“Cinayet Süsü” Otopsisi

–SPOİLER İÇEREBİLİR–

Netflix’e gelmesiyle birlikte “Cinayet Süsü” filmini izledim. Çevremdeki bir sürü kişi tarafından övülüp bir sürü kişi tarafından da yerilen bir yapımdı. Şimdi sıra otopsisini yapmada.

Genel bilgi vermek gerekirse polisiye/komedi türünde olan filmin yönetmenliğini Ali Atay yapıyor. Uğur Yücel, Binnur Kaya, Cengiz Bozkurt, Feyyaz Yiğit Çakmak, Mert Denizmen gibi tanıdık isimler rol almakta.

Başrolde kimin olduğunu anlayamıyoruz. Hiçbir karakter diğerinden öne çıkarılıp içerisi doldurulmuyor. Hiçbir karakterin arkaplanı doldurulmadığı için kafamızda bir sürü sorularla ve merak ettiğimiz noktalarla izlemeye devam ediyoruz.

Diyaloglar vasattan öteye geçemiyor. Recep İvedik vari esprilerle oldukça sık karşılaşıyoruz. Düzgün konuşulmayan İngilizce, düşük sosyal zeka, iyi işlenememiş cinsel espriler bize sırasıyla film yolculuğumuzda eşlik ediyor. Espriler aceleye getiriliyor. Seyirciye espriyi hazmetmesi veya anlama fırsatı tanınmayan zamanlar oluyor.

Ama çekimler.. Çekimler inanılmaz diyebilirim. Bir Türk filmi için oldukça yüksek görüntü kalitesi var. Mekan seçimleri, ışık kullanımı, cinayetlerin görüntüleri, kovalamaca sahneleri, karakolda geçen sahneler bana amerikan polisiye havası verdi. Ki  oldukça başarılı işlenmiş ve enfes fon müzikleriyle birleştirilmişti bunlar. Hatta bazı sahneleri ekran görüntüsü alıp görsel olarak kullanılacak kadar başarılı bulduğumu belirtmeliyim.
- - - -
- Görev tanımı a -
Kayıtlarda "I'm looking for the distant" ifadesini içeren satırdan başlayıp "[70,61,77,80]" ifadesini içeren satırda biten satırları, iki uç dahil, yalnızca bunları ve tüm metin satırlarıyla birlikte yeniden yazın. Köşeli parantez içindeki kutu koordinatlarını 2,05 ile çarparak ölçekleyin ve tam sayıya yuvarlayın; buçuklu değerler yukarı yuvarlanacak.

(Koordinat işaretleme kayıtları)
- - - -
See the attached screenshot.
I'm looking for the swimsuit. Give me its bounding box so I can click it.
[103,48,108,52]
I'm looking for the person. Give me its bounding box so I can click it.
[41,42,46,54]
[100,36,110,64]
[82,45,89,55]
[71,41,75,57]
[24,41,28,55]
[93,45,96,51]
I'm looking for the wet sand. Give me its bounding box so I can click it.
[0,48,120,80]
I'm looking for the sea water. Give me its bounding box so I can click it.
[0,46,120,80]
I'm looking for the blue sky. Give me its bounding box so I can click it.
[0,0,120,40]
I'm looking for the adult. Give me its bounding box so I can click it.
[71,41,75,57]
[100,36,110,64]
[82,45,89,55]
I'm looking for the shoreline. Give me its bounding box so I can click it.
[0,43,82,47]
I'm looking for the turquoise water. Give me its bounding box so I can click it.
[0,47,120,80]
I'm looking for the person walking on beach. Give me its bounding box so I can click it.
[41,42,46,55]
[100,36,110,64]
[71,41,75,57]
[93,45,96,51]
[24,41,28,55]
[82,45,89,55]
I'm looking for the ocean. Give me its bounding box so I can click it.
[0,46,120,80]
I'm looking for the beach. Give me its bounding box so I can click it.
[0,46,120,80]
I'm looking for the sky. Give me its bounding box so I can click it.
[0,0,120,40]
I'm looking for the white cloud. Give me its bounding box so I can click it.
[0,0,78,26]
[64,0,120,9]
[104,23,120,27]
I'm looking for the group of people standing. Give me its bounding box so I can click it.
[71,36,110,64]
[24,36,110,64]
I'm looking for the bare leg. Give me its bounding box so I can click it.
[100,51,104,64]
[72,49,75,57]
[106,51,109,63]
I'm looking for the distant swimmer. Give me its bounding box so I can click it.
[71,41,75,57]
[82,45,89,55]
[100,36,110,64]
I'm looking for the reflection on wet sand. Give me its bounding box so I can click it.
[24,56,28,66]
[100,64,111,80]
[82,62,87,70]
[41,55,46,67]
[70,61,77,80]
- - - -
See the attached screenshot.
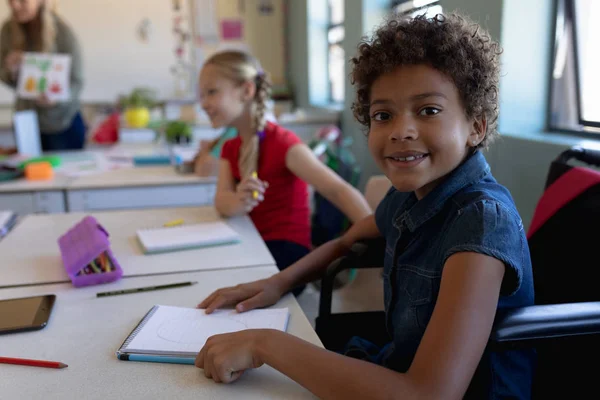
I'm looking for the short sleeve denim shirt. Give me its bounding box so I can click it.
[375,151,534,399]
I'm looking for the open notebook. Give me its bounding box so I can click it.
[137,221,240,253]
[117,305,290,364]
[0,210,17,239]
- - - -
- Görev tanımı b -
“Cinayet Süsü” filmine dair incelemenin devamını, son cümleden sonra başlayarak yazın.

- Alıştırma çıktısı a -
I'm looking for the distant swimmer. Give me its bounding box so I can click it.
[146,84,154,117]
[168,92,182,113]
[205,74,226,131]
I'm looking for the reflection on wet sand. Give me its bounding box so I can click it.
[49,115,57,135]
[205,131,228,164]
[168,127,178,144]
[84,113,94,137]
[144,125,158,164]

- Alıştırma çıktısı b -
Oyunculuklar ne yazık ki derinliği olmayan karakterler tarafından bazen de sadece seyirciyi güldürme amacıyla (oysa gerçekten komik olması için yazılsaydı çok daha başarılı olabilirdi) oyuncuların daha önceden de oynadıkları rolleri anımsatacak şekilde oynanıyor. Ne yazık ki oyunculuklar konusunda ekip kendilerinden fazla bir şey katmadıkları gibi Türk sinemasına yeni diyebileceğim bir şey sunmuyor. Aptal olan karakter aptal, sinirli olan karakter sinirli rollerini daha önceden de defalarca izlediğim şekilde ekrana getiriyor. Film aynı anda duygulandırmaya, heyecanlandırmaya üstüne de güldürmeye çalışıp hiçbirini tam olarak yapamayıp hepsinden biraz sunmuş oluyor. Tek bir başrol seçip onun içini doldurup tek kişi üzerinden işlenseydi çok daha başarılı olacağı kanaatindeyim.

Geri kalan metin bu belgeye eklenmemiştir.